• Problem to work on
Rewrite the records below from the line with "like [[103, 105]]." to the line with "136], [155, 123]]", both lines included and the requests kept as they are. Shift every point coordinate in the answers up by 32.

Items from a dataset
○ ○ ○ ○ ○ ○ ○
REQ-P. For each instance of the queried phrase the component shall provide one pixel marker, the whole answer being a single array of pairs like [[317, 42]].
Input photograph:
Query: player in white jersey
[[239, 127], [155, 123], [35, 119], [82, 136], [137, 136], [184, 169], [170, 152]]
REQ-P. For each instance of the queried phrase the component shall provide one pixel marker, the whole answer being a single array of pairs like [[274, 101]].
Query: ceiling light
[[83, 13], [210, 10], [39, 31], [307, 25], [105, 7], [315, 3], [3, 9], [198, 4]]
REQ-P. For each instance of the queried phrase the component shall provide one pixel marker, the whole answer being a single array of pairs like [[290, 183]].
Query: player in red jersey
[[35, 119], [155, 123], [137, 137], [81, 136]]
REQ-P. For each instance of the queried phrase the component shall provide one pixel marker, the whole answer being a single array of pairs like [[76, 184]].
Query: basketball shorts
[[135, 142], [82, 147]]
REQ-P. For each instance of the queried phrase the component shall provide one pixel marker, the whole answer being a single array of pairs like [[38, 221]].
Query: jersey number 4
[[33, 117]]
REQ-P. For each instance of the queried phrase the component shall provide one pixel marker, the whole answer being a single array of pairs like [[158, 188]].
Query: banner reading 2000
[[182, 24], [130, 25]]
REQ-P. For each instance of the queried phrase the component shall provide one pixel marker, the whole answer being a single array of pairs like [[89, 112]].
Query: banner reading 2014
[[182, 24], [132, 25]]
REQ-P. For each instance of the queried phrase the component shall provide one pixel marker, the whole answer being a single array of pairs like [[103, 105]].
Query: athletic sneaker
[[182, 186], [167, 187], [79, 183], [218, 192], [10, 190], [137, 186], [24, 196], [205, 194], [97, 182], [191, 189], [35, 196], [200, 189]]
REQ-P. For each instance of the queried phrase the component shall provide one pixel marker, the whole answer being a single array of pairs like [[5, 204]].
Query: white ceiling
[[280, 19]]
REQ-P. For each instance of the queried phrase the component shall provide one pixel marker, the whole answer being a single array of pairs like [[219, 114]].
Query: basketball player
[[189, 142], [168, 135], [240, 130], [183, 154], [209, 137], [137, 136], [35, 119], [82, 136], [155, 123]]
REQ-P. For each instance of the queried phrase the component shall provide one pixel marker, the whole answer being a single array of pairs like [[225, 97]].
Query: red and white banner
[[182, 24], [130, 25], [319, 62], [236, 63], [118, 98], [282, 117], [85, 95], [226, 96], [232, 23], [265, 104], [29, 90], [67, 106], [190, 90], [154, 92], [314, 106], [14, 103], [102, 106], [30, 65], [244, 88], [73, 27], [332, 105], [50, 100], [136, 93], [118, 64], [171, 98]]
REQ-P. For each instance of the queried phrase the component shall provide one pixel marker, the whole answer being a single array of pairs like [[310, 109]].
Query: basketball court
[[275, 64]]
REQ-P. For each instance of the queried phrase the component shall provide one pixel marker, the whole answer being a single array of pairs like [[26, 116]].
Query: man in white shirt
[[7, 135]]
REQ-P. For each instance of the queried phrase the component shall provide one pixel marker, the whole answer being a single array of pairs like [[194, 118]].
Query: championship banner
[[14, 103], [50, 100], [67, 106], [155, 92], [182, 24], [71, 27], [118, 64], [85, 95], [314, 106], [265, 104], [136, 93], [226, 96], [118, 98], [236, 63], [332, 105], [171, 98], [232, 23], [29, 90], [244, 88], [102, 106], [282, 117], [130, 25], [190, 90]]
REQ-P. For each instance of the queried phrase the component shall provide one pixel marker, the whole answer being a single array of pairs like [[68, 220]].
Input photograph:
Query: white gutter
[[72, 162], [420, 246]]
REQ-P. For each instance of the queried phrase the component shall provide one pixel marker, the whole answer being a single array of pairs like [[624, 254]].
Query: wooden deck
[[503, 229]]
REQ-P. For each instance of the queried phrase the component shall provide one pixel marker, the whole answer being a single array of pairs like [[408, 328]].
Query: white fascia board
○ ○ ○ ○ ○ ○ ○
• Answer below
REQ-P. For each instance of the queried phrase the component shall provide one pixel marker, the whole answer being a single array of pairs like [[103, 105]].
Query: athletic sneaker
[[214, 218], [199, 219], [111, 215], [250, 224], [42, 222], [169, 218], [56, 228], [237, 226], [129, 214], [223, 221], [67, 228], [232, 221]]
REQ-P. For each instance of the queried phrase the component shall provide one pixel marker, the whole answer being a single array of pairs like [[5, 204]].
Query: white ceiling
[[312, 51]]
REQ-P. For each instance of the queried phrase the component shall provide one pixel marker, the whole answer being a single array of pairs like [[219, 114]].
Query: basketball player
[[221, 174], [200, 167], [272, 162], [215, 186], [241, 169], [169, 168], [67, 151], [114, 168], [187, 155]]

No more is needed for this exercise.